## Your instructions
Word for word, print all of the lines below.

───── Information provided ─────

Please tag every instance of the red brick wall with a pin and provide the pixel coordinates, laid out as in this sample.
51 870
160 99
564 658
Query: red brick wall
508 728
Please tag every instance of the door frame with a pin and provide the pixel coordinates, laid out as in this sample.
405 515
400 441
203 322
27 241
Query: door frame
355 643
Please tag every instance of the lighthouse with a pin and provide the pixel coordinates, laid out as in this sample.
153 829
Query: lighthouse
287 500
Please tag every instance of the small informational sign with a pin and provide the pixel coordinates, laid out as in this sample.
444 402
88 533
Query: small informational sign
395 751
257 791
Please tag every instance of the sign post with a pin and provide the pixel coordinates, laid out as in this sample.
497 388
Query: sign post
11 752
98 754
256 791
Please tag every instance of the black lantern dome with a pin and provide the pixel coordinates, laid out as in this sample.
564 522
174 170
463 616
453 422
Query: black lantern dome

─────

## Task answer
Please tag every instance of the red brick wall with a pin and provide the pixel coordinates, laid out as in this sample.
51 870
160 99
564 658
Query: red brick wall
508 728
Please tag every instance of the door frame with a pin and provide the pixel coordinates, laid out as in this sample.
405 515
400 441
203 322
27 241
Query: door frame
355 643
Please tag every instance of the lighthouse with a pin and provide the pixel coordinates, laid out as in this sample.
153 829
Query: lighthouse
287 500
Please tag every instance of the small informational sign with a pin and provide the pixel coordinates, laid out as in this sample.
444 402
88 533
Query: small informational sign
395 751
257 791
Please tag every instance of the sign post with a pin and provide the pixel coordinates, laid out as in this sample.
497 388
Query: sign post
11 752
98 754
256 791
Please tag every instance of the black lantern dome with a pin and provide the pixel coordinates, laid out as in this sample.
564 522
174 170
463 616
453 422
Query: black lantern dome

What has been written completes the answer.